» **AIM OF THE EXERCISE**
Put the data, from its first line up to and including the line containing "[388,184,450,293]", into a Markdown table with the columns Row and Line. Number each row and skip any blank lines.

[Stored data]
☆ ☆ ☆ ☆ ☆ ☆ ☆

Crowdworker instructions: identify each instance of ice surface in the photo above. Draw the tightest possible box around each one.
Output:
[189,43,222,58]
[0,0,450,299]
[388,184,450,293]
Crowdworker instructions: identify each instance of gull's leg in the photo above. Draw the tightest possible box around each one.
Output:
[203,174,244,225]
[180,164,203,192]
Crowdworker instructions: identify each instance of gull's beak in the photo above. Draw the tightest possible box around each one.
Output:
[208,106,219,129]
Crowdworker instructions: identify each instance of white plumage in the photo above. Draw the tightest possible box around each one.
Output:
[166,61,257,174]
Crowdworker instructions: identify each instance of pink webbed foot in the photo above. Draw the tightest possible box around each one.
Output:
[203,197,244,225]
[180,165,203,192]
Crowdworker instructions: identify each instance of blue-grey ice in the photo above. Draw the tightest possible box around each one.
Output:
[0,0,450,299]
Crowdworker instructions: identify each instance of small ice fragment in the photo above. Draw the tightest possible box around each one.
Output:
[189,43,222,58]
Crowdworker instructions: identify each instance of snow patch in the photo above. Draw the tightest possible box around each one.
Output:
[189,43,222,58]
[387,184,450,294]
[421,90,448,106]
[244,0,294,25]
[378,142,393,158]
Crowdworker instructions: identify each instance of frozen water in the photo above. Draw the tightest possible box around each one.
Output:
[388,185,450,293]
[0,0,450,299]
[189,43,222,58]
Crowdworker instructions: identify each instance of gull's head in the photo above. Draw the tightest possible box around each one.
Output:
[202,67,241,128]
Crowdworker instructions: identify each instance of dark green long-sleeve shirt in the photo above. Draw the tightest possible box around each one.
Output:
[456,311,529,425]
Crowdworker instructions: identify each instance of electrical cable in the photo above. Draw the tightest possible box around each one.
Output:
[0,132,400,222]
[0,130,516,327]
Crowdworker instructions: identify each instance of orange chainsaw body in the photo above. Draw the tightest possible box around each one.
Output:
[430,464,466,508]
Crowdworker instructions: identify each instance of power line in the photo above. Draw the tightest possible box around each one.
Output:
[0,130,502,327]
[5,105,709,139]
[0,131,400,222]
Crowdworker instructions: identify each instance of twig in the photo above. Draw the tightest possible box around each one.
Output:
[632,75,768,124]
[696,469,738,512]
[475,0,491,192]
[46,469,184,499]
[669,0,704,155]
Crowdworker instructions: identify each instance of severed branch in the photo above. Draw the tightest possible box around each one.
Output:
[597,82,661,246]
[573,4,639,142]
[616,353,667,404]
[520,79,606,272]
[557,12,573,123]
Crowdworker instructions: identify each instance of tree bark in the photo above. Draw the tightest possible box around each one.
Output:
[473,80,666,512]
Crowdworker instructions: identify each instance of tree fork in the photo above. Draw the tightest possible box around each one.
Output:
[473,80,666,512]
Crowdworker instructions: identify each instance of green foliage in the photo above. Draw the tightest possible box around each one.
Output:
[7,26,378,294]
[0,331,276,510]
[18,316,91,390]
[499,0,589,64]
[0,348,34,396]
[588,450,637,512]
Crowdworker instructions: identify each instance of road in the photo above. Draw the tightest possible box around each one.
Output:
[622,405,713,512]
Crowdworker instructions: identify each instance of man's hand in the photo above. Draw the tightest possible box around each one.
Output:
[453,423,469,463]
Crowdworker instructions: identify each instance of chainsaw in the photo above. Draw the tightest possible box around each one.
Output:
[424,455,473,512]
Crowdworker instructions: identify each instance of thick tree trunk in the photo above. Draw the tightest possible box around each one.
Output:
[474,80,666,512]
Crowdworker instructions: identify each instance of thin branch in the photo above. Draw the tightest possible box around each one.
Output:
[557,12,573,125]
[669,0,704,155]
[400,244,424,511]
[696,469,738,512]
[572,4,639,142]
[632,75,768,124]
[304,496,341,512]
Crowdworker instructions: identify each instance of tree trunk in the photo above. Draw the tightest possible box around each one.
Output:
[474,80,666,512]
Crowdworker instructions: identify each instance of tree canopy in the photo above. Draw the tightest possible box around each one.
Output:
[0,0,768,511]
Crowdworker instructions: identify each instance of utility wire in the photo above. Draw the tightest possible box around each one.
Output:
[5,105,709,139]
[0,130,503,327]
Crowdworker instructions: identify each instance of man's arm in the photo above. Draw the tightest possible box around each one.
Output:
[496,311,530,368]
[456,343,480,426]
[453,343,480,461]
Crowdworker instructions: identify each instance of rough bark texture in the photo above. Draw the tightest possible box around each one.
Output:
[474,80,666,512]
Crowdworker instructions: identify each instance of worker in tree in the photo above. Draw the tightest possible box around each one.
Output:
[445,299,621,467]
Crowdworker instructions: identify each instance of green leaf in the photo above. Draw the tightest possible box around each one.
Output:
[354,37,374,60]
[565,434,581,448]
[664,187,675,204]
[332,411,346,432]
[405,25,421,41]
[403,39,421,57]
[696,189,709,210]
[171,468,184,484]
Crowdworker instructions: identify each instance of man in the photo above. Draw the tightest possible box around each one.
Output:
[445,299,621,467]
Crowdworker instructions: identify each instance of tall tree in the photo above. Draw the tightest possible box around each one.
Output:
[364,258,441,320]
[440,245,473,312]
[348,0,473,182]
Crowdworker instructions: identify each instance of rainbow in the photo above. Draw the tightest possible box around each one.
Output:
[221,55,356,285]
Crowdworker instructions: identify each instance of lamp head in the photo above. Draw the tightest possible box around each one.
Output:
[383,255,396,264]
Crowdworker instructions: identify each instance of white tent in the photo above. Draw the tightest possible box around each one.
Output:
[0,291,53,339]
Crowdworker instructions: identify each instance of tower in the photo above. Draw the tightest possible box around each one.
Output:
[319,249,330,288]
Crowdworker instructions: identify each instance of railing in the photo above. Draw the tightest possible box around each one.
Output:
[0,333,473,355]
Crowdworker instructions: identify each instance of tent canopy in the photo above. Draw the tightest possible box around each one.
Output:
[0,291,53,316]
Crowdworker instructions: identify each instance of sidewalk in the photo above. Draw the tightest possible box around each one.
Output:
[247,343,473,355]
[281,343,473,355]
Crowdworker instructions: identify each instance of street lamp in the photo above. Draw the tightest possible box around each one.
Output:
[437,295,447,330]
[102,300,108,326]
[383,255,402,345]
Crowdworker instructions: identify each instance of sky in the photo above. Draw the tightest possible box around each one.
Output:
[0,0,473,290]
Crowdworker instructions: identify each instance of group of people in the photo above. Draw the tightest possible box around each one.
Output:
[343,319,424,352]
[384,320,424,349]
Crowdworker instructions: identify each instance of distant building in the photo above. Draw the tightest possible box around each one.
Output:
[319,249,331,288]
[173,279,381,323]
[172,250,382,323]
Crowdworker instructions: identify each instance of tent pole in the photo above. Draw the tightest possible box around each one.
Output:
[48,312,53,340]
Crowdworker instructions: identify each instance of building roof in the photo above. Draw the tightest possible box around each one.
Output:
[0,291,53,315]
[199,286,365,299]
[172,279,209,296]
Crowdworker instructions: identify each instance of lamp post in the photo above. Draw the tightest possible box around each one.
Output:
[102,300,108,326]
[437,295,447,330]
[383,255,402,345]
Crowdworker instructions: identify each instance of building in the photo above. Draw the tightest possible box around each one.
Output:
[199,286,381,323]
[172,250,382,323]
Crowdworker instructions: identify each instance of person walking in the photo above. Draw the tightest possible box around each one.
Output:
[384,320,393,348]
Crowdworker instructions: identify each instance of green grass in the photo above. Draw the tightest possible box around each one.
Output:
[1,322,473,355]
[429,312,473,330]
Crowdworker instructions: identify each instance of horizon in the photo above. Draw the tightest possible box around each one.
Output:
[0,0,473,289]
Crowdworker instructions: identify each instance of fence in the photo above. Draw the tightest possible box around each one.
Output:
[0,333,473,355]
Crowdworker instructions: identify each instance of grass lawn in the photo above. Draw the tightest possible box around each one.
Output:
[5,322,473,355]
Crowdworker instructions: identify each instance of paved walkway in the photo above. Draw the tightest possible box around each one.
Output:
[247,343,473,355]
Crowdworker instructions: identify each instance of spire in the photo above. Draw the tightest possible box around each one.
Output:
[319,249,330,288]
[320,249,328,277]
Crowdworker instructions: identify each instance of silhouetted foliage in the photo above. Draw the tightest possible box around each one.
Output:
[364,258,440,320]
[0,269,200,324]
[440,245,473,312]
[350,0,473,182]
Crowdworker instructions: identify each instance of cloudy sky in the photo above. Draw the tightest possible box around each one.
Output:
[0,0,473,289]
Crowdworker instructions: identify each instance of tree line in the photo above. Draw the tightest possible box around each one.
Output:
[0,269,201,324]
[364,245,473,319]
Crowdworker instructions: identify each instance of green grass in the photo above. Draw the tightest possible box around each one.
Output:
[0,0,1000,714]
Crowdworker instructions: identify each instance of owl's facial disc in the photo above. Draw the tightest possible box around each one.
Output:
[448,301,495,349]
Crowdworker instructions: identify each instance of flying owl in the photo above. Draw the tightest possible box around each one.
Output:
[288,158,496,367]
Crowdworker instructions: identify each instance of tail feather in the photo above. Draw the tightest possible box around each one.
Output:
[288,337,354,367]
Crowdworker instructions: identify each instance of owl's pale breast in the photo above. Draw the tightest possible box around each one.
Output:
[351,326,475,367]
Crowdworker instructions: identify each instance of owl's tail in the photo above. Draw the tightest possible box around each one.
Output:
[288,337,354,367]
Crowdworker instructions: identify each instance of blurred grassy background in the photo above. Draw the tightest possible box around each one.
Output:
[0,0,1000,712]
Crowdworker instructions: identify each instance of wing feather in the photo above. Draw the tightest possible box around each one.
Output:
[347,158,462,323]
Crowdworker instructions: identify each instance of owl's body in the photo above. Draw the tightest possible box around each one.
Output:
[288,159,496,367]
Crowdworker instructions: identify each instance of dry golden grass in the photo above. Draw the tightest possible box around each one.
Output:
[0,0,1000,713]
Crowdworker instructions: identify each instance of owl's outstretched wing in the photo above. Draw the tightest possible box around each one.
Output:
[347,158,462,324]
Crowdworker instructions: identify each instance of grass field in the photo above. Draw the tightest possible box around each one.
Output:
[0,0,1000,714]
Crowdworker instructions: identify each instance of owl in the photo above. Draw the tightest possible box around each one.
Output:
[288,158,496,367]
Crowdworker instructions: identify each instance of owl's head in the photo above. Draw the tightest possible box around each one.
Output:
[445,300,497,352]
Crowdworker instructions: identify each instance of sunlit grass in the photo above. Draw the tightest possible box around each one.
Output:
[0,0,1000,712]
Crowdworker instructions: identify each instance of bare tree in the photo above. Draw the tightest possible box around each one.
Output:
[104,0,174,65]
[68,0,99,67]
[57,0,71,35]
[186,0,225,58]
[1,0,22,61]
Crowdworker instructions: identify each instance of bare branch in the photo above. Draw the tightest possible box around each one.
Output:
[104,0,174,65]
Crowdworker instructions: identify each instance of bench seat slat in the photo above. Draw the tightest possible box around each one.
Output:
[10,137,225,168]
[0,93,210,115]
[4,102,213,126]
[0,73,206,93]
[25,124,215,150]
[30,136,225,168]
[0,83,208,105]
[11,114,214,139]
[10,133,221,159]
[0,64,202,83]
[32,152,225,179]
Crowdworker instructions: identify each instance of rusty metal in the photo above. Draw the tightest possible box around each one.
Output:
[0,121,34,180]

☆ ☆ ☆ ☆ ☆ ☆ ☆

» **FULL OUTPUT**
| Row | Line |
|---|---|
| 1 | Crowdworker instructions: identify each instance of ice surface in the photo above. Draw the tightest possible box around each one. |
| 2 | Output: |
| 3 | [189,43,222,58] |
| 4 | [0,0,450,299] |
| 5 | [388,184,450,293] |